* **YOUR OBJECTIVE**: Nothing but the lines from the one containing "of the reflection" through the last line should be written out, please, exactly as they stand.
— begin DATA RECORDS —
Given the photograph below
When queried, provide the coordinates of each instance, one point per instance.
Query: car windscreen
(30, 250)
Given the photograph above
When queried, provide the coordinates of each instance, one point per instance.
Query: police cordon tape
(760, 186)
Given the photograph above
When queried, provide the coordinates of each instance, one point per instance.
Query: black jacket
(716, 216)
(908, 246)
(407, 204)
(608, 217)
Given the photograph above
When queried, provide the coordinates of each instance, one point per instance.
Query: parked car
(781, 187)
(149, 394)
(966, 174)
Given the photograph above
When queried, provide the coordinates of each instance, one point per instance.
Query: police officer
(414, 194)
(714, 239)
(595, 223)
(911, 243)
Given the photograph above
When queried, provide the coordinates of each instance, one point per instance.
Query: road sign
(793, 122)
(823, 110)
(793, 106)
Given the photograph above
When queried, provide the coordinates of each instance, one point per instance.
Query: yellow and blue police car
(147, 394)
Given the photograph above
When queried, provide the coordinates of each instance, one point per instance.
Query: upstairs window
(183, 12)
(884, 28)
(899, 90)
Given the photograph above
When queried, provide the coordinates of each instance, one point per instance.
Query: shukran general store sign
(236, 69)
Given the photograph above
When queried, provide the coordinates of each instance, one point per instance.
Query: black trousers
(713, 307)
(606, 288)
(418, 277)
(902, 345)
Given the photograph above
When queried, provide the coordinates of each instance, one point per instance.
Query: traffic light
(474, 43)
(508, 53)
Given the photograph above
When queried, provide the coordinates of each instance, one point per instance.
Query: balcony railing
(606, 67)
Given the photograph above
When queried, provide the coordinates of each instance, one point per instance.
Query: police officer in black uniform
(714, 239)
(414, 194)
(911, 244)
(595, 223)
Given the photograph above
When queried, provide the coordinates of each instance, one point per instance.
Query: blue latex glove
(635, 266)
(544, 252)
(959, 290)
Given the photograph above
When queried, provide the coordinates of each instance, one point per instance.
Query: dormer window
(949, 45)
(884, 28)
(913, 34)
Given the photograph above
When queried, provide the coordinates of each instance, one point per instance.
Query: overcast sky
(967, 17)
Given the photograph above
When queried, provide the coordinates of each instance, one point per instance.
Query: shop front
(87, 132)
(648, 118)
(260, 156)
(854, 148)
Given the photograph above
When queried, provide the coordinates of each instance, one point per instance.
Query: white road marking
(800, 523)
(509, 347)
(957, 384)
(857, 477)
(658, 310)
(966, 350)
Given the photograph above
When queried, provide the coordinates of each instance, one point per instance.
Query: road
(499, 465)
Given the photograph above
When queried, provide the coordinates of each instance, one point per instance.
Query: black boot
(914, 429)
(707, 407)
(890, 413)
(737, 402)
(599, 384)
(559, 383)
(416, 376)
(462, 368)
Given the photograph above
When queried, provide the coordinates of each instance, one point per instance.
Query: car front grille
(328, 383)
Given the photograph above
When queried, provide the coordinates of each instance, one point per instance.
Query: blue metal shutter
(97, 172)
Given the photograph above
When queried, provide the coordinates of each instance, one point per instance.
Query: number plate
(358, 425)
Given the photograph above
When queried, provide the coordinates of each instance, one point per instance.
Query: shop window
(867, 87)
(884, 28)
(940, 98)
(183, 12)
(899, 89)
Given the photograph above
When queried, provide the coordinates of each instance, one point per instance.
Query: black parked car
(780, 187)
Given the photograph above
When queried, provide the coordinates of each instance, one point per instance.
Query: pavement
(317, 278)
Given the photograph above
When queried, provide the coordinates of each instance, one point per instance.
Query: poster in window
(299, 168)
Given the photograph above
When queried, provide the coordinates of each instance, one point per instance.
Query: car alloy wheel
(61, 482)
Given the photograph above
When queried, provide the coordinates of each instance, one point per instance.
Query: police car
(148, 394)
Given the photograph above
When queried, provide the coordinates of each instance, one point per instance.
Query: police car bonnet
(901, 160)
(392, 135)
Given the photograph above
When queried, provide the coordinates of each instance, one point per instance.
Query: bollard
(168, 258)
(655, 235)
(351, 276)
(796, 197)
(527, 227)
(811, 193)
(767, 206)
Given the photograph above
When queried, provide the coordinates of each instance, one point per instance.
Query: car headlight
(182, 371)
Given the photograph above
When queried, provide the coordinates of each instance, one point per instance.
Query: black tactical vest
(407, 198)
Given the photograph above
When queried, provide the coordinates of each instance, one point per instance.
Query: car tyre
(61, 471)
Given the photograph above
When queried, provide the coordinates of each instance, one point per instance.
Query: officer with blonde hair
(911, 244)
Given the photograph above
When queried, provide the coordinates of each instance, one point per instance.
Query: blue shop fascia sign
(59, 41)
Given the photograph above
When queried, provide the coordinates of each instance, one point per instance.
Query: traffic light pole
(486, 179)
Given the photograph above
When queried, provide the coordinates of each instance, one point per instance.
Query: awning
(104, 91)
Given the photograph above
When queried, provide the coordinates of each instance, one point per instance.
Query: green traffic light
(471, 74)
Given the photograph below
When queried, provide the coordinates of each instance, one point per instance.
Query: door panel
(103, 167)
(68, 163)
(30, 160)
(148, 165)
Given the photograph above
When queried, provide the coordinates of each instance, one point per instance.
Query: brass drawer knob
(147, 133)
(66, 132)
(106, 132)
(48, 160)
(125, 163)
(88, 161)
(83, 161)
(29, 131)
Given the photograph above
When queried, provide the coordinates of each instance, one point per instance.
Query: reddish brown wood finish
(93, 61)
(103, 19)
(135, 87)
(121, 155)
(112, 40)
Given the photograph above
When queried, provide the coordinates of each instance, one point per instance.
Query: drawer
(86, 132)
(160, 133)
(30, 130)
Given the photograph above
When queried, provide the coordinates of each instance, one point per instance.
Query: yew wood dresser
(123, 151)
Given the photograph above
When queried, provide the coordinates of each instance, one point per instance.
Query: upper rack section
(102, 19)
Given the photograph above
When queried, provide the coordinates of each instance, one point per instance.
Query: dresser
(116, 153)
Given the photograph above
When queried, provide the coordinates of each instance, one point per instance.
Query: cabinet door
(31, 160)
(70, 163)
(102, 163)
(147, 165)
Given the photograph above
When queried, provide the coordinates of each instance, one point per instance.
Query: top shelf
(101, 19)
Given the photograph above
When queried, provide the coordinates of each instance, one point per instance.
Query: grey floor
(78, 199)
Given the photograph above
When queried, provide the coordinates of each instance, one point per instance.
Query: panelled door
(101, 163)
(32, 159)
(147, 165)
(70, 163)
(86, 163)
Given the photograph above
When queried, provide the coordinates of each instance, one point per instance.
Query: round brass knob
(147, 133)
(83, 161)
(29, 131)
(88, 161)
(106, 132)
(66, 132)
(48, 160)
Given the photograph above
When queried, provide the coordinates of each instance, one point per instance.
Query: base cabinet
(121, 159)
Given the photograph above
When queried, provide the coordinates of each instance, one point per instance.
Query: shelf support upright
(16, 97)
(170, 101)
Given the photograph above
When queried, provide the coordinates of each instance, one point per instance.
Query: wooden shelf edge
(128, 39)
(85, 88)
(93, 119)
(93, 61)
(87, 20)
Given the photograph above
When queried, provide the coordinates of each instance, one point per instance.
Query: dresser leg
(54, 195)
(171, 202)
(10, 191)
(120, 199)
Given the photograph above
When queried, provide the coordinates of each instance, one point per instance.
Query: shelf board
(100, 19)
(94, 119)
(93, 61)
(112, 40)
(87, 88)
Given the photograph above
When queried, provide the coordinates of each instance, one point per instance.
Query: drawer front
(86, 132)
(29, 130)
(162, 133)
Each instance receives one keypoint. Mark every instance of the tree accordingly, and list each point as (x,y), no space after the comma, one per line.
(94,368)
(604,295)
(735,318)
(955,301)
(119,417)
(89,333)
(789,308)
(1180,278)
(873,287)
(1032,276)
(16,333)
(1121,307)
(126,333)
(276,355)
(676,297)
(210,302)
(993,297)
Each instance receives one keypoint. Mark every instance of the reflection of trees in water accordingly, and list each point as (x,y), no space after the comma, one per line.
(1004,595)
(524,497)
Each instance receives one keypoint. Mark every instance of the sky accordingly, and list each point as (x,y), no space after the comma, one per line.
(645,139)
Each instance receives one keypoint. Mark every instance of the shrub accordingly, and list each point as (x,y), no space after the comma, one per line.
— end DATA RECORDS —
* **ANSWER IN FULL**:
Each instance receives one keypoint. Mark every instance of the reflection of trees in water accordingly, and list each point as (x,y), no space after the comma, one per line.
(1004,595)
(524,497)
Each instance receives one keypoint. Mark every instance of the sky accordingly, and list each point as (x,y), no space after the comma, one per line.
(645,139)
Each instance receives one keypoint. Mark every instance of the shrub accordingly, and list each point as (x,y), no space after the comma, one per line.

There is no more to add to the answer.